**Document excerpt**.
At another traditionally wine-sodden gathering in the Science Museum, London, on 17 May, the Arthur C. Clarke Award for best UK-published SF novel of 2002 went to Christopher Priest for The Separation. The Clarkean numerology that began with a £2001 prize in 2001 led by iron logic to this year's award figure of £2003. Chris was deeply moved and mentioned a key influence of long ago, Sir Arthur's The City and the Stars: 'That book changed my life.' Other authors from a particularly strong shortlist were present: M. John Harrison (Light), China Miéville (The Scar) and Elizabeth Moon (Speed of Dark). David Brin (Kil'n People, apostrophe added for UK publication) and Kim Stanley Robinson (The Years of Rice and Salt) couldn't make it.

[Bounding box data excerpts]

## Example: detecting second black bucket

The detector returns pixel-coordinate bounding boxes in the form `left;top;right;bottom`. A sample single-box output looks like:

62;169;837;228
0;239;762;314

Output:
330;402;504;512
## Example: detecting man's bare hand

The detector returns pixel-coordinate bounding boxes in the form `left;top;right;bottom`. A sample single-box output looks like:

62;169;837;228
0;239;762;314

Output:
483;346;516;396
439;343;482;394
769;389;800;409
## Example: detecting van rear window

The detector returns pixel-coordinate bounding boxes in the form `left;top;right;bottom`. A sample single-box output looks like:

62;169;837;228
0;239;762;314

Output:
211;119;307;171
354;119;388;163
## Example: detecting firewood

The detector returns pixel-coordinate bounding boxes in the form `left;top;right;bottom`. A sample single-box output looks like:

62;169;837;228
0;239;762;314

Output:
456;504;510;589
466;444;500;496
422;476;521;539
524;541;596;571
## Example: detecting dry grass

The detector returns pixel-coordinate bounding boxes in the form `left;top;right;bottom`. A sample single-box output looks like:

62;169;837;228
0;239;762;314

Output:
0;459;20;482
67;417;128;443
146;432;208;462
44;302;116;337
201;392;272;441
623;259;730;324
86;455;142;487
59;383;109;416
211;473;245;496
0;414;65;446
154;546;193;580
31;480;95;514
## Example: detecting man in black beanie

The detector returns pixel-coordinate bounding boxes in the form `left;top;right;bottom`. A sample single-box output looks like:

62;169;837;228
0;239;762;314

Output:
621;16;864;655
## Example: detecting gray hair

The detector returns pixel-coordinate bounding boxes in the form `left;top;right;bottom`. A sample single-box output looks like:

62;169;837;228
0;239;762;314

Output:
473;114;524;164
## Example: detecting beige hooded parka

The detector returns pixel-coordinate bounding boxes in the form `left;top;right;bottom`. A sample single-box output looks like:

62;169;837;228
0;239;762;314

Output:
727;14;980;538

**Problem set**.
[1] Condense the paragraph in the award report that begins "At another traditionally wine-sodden gathering" into a short bulleted list that keeps its main facts.
[2] Write the next part of the award report, picking up after its final sentence.

**Answers to the problems**.
[1]
- Award: Arthur C. Clarke Award for best UK-published SF novel of 2002, presented at the Science Museum, London, on 17 May
- Winner: Christopher Priest for The Separation
- Prize money: £2003, following the pattern that began with a £2001 prize in 2001
- Priest's response: deeply moved, he named Sir Arthur's The City and the Stars as a key early influence: 'That book changed my life.'
- Shortlisted authors present: M. John Harrison (Light), China Miéville (The Scar), Elizabeth Moon (Speed of Dark)
- Shortlisted authors absent: David Brin (Kil'n People) and Kim Stanley Robinson (The Years of Rice and Salt)

[2]
Miserably marketed by Simon & Schuster UK -- whose confession of ineptitude is quoted on the Priest website -- The Separation was hard to find even in British bookshops but has now been acquired in an unusual takeover move by Gollancz, with a first hardback edition scheduled for November 2003. Who knows, one day it might even appear in America?

Our wonderful British press rarely takes interest in sf honours, but The Spectator for 17 May treated us to a gossip-column snippet calling the Clarke Award 'the Booker Prize of the science-fiction world' as preliminary to pouncing gleefully on the fact that one nominee, The Separation, is dedicated to ACCA administrator Paul Kincaid. Deflatingly for scandalmongers, it is not dedicated to the five judges who actually chose the winner.

Science Corner. 'Mars is awash with radiation. That's why it's red.' (Brian Blessed on Richard and Judy, UK Channel 4 TV, 15 May)

Justina Robson, already twice nominated for the Clarke Award, provides gossip-bait for The Spectator in her latest novel Natural History -- featuring a vast, lumbering, obsolete and not very bright terraforming engine, called Kincaid.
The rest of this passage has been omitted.